- **What you will do**:
1. Name each institution that the passage on English medicine credits, or faults, for what it did for medical education or research.
2. Resume the passage on early modern English medicine, starting right after its last sentence.

[Given text Boundary: Start]

Published online by Cambridge University Press: 29 October 2009
This survey has been arguing that medicine led a chequered existence in the ‘world we have lost’. Although the nation boasted a few great medical scientists – of whom William Harvey, discoverer of the circulation of the blood, and the astute clinician, Thomas Sydenham, are amongst the most eminent – the professional elite had more enemies than friends, and was accused of being monopolistic and self-serving without being able to offer correspondingly successful medical care. Neither the College of Physicians nor the Company of Surgeons did much for medical education or research (the Royal Society, chartered in 1662, was initially somewhat more energetic, staging the first experimental blood transfusions). Attempts by seventeenth-century Puritan reformers and by advocates of the new chemically-based drugs to change the structure of organised medical practice or to establish new theories and therapies met with resistance.

[Given text Boundary: End]
[Given entries Boundary: Start]

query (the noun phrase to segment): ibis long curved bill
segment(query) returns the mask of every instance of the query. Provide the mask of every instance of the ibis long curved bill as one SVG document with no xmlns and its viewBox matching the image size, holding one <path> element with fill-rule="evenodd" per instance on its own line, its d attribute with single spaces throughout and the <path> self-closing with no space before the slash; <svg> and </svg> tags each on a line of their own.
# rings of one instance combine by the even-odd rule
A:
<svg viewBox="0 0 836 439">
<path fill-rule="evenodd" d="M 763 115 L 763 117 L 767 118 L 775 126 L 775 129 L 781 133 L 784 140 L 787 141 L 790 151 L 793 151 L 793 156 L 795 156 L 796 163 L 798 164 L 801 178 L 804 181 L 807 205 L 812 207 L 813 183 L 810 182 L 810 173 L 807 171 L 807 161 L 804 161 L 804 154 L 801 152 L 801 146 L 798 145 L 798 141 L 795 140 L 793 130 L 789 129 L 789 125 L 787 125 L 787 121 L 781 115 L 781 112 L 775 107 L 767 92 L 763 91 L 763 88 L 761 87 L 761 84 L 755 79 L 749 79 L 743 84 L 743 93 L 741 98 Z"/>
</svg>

[Given entries Boundary: End]
[Given entries Boundary: Start]

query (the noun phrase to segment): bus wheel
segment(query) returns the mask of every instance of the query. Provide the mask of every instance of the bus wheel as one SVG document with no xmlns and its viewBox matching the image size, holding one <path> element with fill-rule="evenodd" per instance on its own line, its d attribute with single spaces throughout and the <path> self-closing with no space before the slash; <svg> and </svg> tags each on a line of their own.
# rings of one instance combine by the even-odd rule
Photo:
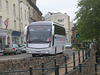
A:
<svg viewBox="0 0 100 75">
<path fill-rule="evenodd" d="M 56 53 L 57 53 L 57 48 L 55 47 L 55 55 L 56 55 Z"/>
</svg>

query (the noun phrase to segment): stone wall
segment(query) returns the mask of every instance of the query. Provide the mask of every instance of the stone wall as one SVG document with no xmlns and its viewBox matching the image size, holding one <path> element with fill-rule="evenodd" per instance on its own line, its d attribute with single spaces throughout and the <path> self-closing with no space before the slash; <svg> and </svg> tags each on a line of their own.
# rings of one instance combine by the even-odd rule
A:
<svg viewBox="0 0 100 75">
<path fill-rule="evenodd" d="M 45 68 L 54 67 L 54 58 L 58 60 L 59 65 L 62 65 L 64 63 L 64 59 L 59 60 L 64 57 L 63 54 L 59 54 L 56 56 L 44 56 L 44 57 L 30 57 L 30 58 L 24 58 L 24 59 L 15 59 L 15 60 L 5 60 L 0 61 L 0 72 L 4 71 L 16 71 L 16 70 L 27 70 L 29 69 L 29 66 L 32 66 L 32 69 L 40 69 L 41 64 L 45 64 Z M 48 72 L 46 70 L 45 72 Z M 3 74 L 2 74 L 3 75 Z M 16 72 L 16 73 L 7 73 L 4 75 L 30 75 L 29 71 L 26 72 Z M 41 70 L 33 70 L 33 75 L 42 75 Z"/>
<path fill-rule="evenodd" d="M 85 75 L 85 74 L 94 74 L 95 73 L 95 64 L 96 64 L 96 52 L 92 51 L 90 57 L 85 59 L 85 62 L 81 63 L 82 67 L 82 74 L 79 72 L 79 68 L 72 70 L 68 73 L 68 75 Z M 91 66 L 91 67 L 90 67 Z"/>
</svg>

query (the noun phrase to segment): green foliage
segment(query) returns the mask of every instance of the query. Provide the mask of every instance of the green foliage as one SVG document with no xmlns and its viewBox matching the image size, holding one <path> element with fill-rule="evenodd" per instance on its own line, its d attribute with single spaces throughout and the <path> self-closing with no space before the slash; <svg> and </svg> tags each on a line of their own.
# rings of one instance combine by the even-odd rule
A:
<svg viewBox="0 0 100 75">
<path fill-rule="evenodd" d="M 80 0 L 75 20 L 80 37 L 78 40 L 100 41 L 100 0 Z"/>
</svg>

[Given entries Boundary: End]
[Given entries Boundary: Start]

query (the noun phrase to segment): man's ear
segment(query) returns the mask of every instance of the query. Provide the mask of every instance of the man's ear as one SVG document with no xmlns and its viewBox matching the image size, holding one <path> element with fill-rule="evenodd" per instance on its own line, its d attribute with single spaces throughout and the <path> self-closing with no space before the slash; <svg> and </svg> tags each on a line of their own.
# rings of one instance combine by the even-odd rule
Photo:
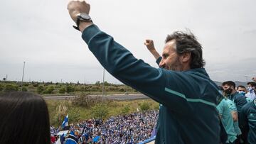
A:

[Given entries Boundary: End]

- **Your responses**:
1.
College of Physicians
Company of Surgeons
Royal Society

2.
It would be easy to paint a picture of medicine in eighteenth-century England as meandering down the same channel, still unreformed, though still more oligarchic. The Colleges, for example, grew yet more exclusive and nepotistic, mirroring and being sheltered by the Walpolean political system of ‘Old Corruption’. Indeed, that is precisely how nineteenth-century reformers, spearheaded by the journal, the Lancet, founded in 1823 by the surgeon and democrat, Thomas Wakley, viewed things in their crusades against the medical establishment. Historians have commonly endorsed their reading, seeing the eighteenth century as an era of medical stagnation, destined finally to be swept aside in the ‘age of reform’ by a new broom that put an end to privilege and patronage, and created the ‘career open to talent’ [40].